[Excerpts of labeled region data]
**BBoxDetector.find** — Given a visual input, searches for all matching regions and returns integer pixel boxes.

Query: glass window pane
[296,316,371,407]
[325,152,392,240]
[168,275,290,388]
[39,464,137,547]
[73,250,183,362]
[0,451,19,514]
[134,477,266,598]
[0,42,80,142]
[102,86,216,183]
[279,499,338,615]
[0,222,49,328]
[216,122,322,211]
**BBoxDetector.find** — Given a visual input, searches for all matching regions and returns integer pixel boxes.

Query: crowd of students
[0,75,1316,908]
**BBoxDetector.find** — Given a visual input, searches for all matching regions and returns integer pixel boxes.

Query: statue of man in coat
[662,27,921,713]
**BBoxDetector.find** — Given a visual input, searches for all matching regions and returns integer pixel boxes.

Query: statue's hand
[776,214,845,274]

▶ **Task details**:
Please copy the records above, changing every "integer pixel boxes" to "whole-number pixel boxes" and leaving everything else as it is.

▶ **Task output**:
**BBoxDetector.find** — Given a visual input, searches for all matching regions and returns whole-number pixel boxes.

Query: glass window pane
[296,316,371,407]
[325,152,392,240]
[168,275,290,388]
[39,464,137,547]
[73,250,183,362]
[0,451,19,514]
[134,477,266,598]
[0,42,80,142]
[102,86,216,183]
[279,499,338,615]
[0,222,49,328]
[216,122,322,211]
**BBoxDetector.find** — Given a visual input, searches for all matching regions and returns whole-number pixel boxes.

Query: crowd of students
[0,75,1316,908]
**BBoxDetector.find** — Given a visual input, searches for all matching regions and returns whole-number pixel boxes.

Query: statue of man in coat
[662,27,921,713]
**BBoxDetector.find** — Given a visual input, searches for all matching regions and returns whole-number pixel boxes.

Query: statue's hand
[776,214,845,274]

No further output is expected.